What this task involves — Express the rows below as a two-column CSV with the headers "request" and "outline", one line per row, putting each row's task text and its polygon answer in their own quoted fields with any line breaks replaced by spaces. Leave the pictures out.

Given data —
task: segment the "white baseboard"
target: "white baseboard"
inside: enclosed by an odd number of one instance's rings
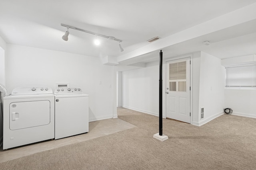
[[[142,110],[142,109],[132,107],[128,106],[125,106],[125,105],[122,105],[122,107],[123,107],[126,108],[126,109],[130,109],[131,110],[135,110],[135,111],[140,111],[140,112],[142,112],[145,113],[147,113],[150,115],[154,115],[154,116],[159,116],[159,114],[157,113],[152,112],[151,111],[147,111],[146,110]]]
[[[116,116],[117,116],[117,115]],[[112,118],[113,118],[113,115],[92,117],[90,118],[89,118],[89,122],[90,122],[91,121],[97,121],[97,120],[103,120],[104,119],[110,119]]]
[[[212,121],[214,119],[216,118],[219,116],[220,116],[222,115],[224,115],[224,112],[223,111],[222,111],[221,112],[218,113],[217,114],[215,114],[215,115],[213,115],[212,116],[209,117],[208,117],[207,118],[206,118],[205,119],[201,119],[200,120],[201,121],[199,121],[199,122],[193,122],[193,124],[196,126],[201,126],[202,125],[204,125],[205,123],[206,123],[209,122],[209,121]],[[194,124],[194,123],[195,123]]]
[[[118,117],[117,116],[117,115],[113,115],[112,117],[114,119],[114,118],[118,118]]]
[[[243,113],[233,112],[232,115],[236,115],[237,116],[244,116],[245,117],[251,117],[253,118],[256,118],[256,115],[251,115],[250,114],[244,113]]]

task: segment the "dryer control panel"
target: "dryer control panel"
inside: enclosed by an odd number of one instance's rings
[[[49,87],[18,87],[12,92],[12,95],[41,94],[52,94],[52,90]]]
[[[83,92],[80,88],[75,87],[60,88],[55,89],[54,94],[79,94]]]

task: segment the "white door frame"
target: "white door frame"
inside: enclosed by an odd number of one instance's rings
[[[190,64],[190,124],[192,124],[193,122],[193,54],[190,54],[186,55],[182,55],[175,58],[169,58],[165,59],[163,61],[163,71],[162,71],[162,76],[163,76],[163,89],[164,89],[164,90],[162,91],[163,95],[163,117],[164,118],[166,118],[166,94],[165,93],[166,87],[166,62],[172,61],[173,60],[178,60],[180,59],[182,59],[185,58],[190,57],[191,64]]]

Solution —
request,outline
"task: segment the ""white baseboard"" target: ""white baseboard"" inside: enclosed by an odd number of one instance's rings","[[[142,110],[142,109],[132,107],[128,106],[125,106],[125,105],[122,105],[122,107],[123,107],[126,108],[126,109],[130,109],[131,110],[135,110],[135,111],[140,111],[140,112],[142,112],[145,113],[147,113],[150,115],[154,115],[154,116],[159,116],[159,114],[157,113],[152,112],[151,111],[147,111],[146,110]]] [[[116,116],[117,116],[117,115]],[[112,118],[113,118],[113,115],[92,117],[90,118],[89,118],[89,122],[90,122],[91,121],[97,121],[97,120],[103,120],[104,119],[110,119]]] [[[212,121],[214,119],[216,118],[219,116],[220,116],[222,115],[224,115],[224,112],[223,111],[222,111],[221,112],[218,113],[217,114],[215,114],[215,115],[213,115],[212,116],[209,117],[208,117],[207,118],[206,118],[205,119],[201,119],[200,120],[201,121],[199,121],[199,122],[193,122],[193,124],[196,126],[201,126],[202,125],[204,125],[205,123],[206,123],[209,122],[209,121]],[[194,124],[194,123],[195,123]]] [[[118,117],[117,116],[117,115],[113,115],[112,117],[114,119],[114,118],[118,118]]] [[[243,113],[233,112],[232,115],[236,115],[237,116],[244,116],[245,117],[251,117],[253,118],[256,118],[256,115],[251,115],[250,114],[244,113]]]"
"task: segment the ""dryer control panel"" target: ""dryer control panel"" inside: enclosed by an odd number of one instance's rings","[[[49,87],[18,87],[12,92],[12,95],[41,94],[52,94],[52,90]]] [[[83,92],[80,88],[75,87],[60,88],[55,89],[54,94],[79,94]]]"
"task: segment the ""white door frame"" target: ""white door frame"" inside: enclosed by an odd number of one instance's rings","[[[190,64],[190,124],[192,124],[193,122],[193,54],[190,54],[186,55],[182,55],[175,58],[169,58],[165,59],[163,61],[163,71],[162,71],[162,76],[163,76],[163,89],[164,89],[164,90],[162,91],[163,95],[163,117],[164,118],[166,118],[166,94],[165,93],[166,87],[166,62],[172,61],[173,60],[178,60],[180,59],[182,59],[185,58],[190,57],[191,64]]]"